### GOAL 1
Locate every line in the rows below that contains the word "boot", and copy each such line.

So what if that galaxy is gone now? i mean that is a awful long time to get to us...it may not even be there..in fact what if a lot of the stars we see are not there really? centuries ago went out. Wow that just boggles the mind.

I thought about that Optix, and wonder how far away in space our earth can be seen.

Thanks for links guys, will try take all info in.

How do the know our universe is 13 billion years old?

Originally posted by dizzylizzy
How do the know our universe is 13 billion years old?

Several different methods say it's 13.75 ± 0.17 billion years old, but I'm not so sure of the accuracy of that:

age of the universe

NASA's Wilkinson Microwave Anisotropy Probe (WMAP) project estimates the age of the universe to be 1.373±0.012×1010 years (13.73 billion years old, with an uncertainty of 120 million years).[8]

However, this age is based on the assumption that the project's underlying model is correct; other methods of estimating the age of the universe could give different ages. Assuming an extra background of relativistic particles, for example, can enlarge the error bars of the WMAP constraint by one order of magnitude.[9]

This measurement is made by using the location of the first acoustic peak in the microwave background power spectrum to determine the size of the decoupling surface (size of universe at the time of recombination). The light travel time to this surface (depending on the geometry used) yields a reliable age for the universe. Assuming the validity of the models used to determine this age, the residual accuracy yields a margin of error near one percent.[10]

Currently, this is the value most quoted by astronomers.

If we revised the age to 16 billion years based on a revised model, that wouldn't surprise me one bit. Once we understand dark matter and dark energy I'll have more confidence in the model, but until then, I don't think we can be too confident.

Originally posted by Optix
So what if that galaxy is gone now?

We'll never know because we can't see anything over 14 billion light years away, and it's probably over 40 billion light years away now. But given what we know about the lifetimes of stars we can probably surmise many of the stars are "dead" now. Our sun for example is thought to have a lifespan of 10 billion years and is about average, so stars like our sun would be gone 3 billion years ago. But there have probably been new stars to take their place, and it may have collided with other galaxies, etc in the last 13 billion years which would make it possibly quite different now. A lot can happen in 13 billion years.

reply to post by Arbitrageur


How do we know the lifespan of stars? math? I mean its not like we been studying them for Billions of years. not being caddy here just curious.

*** Duh i read you explanation up top, sorry.***

Originally posted by Optix
How do we know the lifespan of stars? math? I mean its not like we been studying them for Billions of years. not being caddy here just curious.

*** Duh i read you explanation up top, sorry.***

Actually I didn't explain that yet, but it's a good question.

The larger the star, the shorter its lifetime (if they have similar compositions to begin with). Ever heard the saying that "the candle that burns twice as bright lasts half as long"? This is because the larger mass star can create greater pressures at the core allowing fusion to take place at a greater rate, releasing energy at a higher rate but shortening the life of the star.

The rate of nuclear fusion can be estimated from measuring the energy emitted by the star (including light and other electromagnetic radiation at various frequencies). From that you can apply E=mc^2 to calculate how much mass is being converted to energy m=E/(c^2). For our sun that is about 400-600 tons of mass each second lost when hydrogen is converted into helium.

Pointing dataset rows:
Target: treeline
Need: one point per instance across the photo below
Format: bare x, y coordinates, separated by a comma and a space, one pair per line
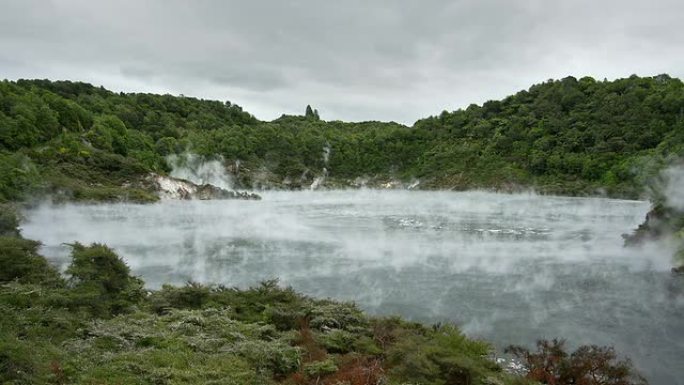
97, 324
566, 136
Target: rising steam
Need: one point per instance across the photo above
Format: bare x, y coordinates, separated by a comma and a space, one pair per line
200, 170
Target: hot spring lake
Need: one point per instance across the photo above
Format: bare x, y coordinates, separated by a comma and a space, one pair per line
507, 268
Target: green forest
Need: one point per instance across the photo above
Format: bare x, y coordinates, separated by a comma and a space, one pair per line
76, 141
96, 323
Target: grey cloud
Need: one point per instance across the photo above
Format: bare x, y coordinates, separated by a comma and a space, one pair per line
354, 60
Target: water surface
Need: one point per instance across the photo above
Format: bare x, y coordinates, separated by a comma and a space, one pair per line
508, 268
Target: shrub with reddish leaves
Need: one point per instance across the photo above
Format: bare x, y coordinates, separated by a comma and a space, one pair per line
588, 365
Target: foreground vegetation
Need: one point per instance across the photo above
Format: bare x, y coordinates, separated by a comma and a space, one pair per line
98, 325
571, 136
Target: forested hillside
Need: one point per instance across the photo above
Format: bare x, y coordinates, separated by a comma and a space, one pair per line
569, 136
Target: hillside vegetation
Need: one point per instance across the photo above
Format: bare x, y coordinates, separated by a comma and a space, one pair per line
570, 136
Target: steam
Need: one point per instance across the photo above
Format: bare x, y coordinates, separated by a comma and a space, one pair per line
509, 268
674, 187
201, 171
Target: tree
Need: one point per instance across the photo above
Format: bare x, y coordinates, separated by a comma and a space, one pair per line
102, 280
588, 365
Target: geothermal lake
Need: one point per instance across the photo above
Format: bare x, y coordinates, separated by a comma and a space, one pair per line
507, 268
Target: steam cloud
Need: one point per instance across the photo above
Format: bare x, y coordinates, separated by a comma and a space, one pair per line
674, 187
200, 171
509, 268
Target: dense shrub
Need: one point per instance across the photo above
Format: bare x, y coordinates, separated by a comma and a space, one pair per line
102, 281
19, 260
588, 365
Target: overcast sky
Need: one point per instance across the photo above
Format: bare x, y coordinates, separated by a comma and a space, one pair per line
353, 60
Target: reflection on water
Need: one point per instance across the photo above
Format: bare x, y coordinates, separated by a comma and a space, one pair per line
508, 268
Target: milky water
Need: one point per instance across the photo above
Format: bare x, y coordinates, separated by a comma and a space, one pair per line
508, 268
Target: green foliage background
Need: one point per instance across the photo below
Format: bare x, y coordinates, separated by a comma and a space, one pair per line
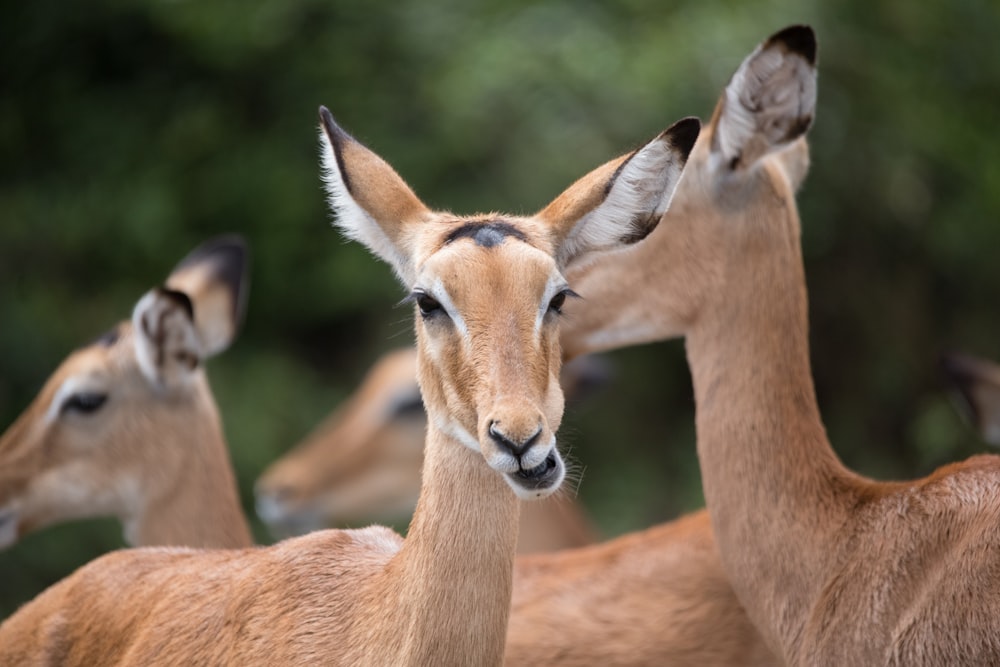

* * *

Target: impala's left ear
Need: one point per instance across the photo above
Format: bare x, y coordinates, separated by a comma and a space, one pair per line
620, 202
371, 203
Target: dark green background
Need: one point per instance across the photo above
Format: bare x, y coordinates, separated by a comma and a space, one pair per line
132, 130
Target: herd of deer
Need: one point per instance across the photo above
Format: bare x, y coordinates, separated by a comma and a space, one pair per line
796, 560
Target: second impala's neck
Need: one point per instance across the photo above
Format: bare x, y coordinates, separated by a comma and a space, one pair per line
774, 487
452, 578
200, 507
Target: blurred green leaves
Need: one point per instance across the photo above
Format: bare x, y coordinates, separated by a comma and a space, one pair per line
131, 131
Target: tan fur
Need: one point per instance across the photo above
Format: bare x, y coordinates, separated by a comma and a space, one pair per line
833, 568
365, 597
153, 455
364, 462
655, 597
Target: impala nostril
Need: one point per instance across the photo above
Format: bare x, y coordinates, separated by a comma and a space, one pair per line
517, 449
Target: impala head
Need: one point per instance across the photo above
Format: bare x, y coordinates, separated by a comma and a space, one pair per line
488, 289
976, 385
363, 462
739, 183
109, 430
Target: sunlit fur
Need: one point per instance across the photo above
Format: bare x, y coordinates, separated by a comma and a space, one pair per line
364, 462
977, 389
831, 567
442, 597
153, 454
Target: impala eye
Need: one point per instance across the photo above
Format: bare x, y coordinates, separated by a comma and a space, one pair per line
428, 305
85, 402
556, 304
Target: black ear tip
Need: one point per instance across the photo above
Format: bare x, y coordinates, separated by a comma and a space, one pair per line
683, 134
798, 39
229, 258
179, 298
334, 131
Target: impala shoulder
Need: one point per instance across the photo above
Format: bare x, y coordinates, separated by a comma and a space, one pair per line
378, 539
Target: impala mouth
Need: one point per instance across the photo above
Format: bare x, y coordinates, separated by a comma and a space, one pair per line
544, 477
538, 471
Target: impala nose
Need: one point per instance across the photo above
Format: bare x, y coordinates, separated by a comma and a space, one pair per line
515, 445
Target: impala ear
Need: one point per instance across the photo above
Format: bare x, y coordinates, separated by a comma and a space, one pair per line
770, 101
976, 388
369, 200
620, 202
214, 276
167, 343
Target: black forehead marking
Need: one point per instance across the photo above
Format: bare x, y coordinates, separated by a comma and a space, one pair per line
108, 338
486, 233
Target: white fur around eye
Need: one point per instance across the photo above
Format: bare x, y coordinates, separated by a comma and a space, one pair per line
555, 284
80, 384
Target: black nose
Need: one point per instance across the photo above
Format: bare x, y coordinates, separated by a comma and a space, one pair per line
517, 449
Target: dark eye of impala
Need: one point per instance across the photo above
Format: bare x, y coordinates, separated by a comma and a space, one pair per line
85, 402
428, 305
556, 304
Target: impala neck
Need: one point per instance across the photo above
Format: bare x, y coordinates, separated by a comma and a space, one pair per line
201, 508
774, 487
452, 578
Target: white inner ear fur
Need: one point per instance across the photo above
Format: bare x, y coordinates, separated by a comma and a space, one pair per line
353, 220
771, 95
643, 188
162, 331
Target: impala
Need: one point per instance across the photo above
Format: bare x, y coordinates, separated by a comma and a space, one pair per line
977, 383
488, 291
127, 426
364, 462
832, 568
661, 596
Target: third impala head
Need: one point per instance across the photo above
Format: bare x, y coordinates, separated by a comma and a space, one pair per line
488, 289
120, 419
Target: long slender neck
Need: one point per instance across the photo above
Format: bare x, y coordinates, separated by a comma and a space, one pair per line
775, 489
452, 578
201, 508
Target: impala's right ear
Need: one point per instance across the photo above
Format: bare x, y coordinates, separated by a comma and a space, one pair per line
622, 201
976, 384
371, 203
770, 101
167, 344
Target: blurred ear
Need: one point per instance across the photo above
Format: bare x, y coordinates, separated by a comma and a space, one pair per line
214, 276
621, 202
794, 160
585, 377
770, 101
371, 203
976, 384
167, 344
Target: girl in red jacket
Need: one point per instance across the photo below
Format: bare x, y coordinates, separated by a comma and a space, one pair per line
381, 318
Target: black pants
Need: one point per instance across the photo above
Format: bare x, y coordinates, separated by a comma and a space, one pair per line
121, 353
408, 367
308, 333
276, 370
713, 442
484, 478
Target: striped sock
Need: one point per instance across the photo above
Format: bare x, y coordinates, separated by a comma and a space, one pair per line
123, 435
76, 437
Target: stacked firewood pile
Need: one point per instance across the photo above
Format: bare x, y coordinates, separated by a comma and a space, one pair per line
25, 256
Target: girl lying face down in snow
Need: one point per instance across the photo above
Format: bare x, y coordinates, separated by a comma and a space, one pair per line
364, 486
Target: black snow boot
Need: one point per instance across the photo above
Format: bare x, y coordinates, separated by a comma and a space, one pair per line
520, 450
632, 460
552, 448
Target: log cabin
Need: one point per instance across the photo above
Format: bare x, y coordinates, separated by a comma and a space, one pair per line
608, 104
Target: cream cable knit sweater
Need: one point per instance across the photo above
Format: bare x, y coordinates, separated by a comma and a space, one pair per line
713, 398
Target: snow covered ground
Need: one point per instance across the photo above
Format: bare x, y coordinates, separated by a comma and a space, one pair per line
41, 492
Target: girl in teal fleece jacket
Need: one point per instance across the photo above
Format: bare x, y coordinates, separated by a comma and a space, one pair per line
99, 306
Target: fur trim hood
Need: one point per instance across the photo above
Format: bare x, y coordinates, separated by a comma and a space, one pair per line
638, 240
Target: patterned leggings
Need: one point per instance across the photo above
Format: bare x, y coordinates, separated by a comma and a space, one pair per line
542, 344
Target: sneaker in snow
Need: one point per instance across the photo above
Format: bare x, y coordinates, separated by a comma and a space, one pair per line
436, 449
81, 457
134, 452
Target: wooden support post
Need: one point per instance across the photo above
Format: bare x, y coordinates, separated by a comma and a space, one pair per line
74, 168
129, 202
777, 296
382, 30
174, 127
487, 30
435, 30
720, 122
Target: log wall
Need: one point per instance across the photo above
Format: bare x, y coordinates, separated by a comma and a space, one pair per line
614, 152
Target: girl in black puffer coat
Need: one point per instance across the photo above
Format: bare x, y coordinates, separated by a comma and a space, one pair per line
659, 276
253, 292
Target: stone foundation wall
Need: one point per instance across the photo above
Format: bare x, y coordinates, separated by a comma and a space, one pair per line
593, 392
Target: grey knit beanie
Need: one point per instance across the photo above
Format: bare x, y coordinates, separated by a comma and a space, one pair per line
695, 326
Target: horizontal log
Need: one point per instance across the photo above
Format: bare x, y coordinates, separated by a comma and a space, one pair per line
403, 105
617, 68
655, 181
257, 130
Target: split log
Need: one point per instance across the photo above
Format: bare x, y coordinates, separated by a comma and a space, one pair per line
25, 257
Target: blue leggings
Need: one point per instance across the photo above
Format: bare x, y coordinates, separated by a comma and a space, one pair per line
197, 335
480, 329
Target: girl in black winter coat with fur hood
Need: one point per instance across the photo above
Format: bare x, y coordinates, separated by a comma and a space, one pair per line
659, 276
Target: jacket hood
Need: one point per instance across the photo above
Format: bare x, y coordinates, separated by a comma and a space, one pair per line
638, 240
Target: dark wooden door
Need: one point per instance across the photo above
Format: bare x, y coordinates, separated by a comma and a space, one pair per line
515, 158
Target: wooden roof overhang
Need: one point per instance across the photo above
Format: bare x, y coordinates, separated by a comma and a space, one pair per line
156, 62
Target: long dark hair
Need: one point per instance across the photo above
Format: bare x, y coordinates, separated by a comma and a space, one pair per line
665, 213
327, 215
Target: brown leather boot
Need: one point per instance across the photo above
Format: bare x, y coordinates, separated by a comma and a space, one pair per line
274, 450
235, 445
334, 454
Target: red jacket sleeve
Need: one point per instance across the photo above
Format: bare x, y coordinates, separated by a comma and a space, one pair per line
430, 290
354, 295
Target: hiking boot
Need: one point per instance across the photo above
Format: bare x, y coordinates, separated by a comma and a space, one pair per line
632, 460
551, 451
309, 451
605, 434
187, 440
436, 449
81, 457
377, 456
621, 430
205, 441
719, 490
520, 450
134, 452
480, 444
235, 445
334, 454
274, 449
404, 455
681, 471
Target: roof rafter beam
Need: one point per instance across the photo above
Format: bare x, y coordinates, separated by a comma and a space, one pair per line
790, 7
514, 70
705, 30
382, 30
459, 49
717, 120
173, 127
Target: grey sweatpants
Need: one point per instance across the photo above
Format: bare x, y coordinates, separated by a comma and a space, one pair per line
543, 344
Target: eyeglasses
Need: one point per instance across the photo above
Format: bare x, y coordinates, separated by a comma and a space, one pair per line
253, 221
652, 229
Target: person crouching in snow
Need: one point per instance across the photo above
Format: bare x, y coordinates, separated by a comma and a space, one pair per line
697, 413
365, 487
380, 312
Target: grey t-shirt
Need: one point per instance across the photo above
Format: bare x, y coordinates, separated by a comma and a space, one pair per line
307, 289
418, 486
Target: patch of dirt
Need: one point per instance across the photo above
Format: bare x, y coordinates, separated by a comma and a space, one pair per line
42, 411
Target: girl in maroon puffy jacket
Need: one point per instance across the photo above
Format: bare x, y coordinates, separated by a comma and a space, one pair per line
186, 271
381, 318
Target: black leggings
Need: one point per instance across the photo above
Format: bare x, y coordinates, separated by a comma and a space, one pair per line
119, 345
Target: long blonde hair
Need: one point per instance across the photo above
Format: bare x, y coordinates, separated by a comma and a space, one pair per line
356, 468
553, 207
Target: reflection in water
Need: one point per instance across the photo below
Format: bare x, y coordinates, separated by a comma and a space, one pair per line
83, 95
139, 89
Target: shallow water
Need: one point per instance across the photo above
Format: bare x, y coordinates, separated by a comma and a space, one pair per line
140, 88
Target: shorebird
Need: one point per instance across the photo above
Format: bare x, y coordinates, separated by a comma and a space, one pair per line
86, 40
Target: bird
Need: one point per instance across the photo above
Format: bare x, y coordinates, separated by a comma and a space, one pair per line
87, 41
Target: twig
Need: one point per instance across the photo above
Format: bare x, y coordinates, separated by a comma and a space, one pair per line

### GOAL 2
According to the forum thread above, how much mass does the sun lose each second as hydrogen is converted into helium?

### FINAL ANSWER 1
Target: black snow boot
Target: brown leather boot
Target: hiking boot

### FINAL ANSWER 2
About 400-600 tons of mass each second.